Content starts
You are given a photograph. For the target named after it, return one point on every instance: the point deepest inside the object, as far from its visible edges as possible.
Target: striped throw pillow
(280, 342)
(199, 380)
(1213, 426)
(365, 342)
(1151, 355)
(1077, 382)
Content ends
Using the listing above, transcribe every entry exactly.

You are given a photograph. For the target named after it, return one point on every instance: the point deepest inside the object, as far from its visible edges as possible.
Target: striped throw pillow
(280, 342)
(199, 380)
(1213, 426)
(365, 342)
(1151, 355)
(1077, 382)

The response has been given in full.